#### Coordinate labeling data:
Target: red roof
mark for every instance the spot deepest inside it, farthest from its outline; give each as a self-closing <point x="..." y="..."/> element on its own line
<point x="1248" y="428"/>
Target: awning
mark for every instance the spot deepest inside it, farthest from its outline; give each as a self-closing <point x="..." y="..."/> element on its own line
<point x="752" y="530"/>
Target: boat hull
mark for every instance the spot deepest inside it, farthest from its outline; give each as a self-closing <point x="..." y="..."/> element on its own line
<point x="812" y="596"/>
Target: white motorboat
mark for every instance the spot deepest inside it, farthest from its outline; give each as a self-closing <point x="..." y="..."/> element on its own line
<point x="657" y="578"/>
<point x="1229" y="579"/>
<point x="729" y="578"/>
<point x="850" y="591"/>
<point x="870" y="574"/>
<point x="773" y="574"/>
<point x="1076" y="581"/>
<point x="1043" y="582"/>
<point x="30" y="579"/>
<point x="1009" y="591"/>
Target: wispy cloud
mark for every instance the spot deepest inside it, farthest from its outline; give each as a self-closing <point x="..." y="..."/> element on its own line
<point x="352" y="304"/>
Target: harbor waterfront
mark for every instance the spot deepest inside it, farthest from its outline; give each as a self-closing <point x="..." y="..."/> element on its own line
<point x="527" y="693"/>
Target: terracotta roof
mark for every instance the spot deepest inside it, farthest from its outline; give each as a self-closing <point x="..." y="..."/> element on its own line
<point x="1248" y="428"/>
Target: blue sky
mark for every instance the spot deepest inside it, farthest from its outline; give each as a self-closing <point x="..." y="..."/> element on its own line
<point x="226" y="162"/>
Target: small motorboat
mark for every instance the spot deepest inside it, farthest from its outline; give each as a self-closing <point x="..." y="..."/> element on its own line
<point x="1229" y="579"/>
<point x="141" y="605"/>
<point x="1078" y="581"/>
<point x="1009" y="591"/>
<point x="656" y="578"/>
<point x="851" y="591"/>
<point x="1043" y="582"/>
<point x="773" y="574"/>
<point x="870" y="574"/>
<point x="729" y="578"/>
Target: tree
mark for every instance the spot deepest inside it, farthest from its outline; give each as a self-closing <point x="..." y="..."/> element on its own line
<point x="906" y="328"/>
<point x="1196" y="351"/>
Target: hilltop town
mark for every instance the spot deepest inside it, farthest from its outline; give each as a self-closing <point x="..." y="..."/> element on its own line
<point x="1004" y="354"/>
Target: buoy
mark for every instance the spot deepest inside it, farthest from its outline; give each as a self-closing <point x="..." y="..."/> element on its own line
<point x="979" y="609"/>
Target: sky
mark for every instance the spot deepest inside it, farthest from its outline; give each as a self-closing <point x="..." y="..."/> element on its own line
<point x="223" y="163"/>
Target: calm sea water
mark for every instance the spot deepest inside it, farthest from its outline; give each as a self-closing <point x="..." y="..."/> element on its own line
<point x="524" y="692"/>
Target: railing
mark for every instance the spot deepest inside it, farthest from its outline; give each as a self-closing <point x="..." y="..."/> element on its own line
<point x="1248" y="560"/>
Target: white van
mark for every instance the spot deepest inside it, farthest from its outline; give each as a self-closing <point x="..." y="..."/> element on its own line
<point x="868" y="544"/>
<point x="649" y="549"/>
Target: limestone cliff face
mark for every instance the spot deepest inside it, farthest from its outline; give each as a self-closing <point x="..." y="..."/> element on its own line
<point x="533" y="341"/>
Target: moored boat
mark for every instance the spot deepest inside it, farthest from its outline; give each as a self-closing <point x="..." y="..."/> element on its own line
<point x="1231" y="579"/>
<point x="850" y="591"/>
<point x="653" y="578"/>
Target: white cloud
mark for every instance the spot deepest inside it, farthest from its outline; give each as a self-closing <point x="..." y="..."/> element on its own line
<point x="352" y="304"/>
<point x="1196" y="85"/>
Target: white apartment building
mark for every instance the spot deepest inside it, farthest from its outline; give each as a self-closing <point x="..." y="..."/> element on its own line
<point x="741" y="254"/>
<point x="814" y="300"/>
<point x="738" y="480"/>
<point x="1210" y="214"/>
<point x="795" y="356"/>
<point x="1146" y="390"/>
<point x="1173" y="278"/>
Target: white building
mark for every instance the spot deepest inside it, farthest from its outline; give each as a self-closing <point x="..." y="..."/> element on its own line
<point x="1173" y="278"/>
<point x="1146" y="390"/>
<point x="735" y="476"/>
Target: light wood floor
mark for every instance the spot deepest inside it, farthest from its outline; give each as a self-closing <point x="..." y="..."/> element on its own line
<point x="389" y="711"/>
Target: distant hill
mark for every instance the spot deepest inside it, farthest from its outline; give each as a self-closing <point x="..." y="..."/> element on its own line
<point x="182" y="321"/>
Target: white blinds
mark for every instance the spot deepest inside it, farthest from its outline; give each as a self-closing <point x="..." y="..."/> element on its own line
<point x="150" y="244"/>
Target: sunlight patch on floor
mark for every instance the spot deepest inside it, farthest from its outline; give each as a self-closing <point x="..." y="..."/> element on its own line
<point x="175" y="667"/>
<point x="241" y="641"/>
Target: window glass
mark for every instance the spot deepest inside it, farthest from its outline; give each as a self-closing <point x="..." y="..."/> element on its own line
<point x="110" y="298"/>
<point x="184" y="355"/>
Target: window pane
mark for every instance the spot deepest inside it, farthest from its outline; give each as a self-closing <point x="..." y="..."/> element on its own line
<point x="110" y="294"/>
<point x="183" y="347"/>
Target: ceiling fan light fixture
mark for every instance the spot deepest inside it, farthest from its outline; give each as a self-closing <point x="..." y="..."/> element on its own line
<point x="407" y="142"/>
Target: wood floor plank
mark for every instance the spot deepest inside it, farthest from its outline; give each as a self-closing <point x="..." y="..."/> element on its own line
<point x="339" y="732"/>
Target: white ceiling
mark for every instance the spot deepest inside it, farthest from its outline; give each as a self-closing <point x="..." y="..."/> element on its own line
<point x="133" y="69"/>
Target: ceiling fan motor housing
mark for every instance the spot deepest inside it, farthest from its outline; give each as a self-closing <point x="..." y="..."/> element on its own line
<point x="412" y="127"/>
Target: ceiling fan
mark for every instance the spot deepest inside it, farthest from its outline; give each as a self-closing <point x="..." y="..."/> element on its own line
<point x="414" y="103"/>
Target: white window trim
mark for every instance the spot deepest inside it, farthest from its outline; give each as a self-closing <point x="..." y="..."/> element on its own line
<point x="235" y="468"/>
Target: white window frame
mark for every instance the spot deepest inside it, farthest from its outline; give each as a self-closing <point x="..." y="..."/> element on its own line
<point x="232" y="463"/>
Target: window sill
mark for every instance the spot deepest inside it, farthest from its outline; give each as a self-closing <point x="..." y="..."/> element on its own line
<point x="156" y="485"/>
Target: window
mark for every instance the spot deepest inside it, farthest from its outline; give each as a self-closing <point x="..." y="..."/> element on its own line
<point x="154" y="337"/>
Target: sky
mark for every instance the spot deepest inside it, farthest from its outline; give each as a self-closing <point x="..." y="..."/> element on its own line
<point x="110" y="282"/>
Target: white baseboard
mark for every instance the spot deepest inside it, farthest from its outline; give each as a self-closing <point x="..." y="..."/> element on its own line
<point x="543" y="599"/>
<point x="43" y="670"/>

#### EXERCISE DIRECTIONS:
Quote verbatim the line containing "Target: window sill" and every line after it through the end of the records above.

#### FINAL ANSWER:
Target: window sill
mark for every instance the spot deepest inside it, farthest from its outline; give each as a self-closing <point x="..." y="..."/> element on its own line
<point x="156" y="485"/>
Target: window
mark for every instance the spot deepest inside it, farthest from its outline; give each as a self-closing <point x="..." y="..."/> element on its own line
<point x="154" y="337"/>
Target: sky
mark for every instance the spot deepest inside it, farthest from its outline; give each as a self-closing <point x="..." y="..."/> element on its own line
<point x="110" y="282"/>
Target: white baseboard
mark for every instance the spot deepest inside it, farthest from its outline; give each as a self-closing <point x="..." y="..."/> element on its own line
<point x="543" y="599"/>
<point x="43" y="670"/>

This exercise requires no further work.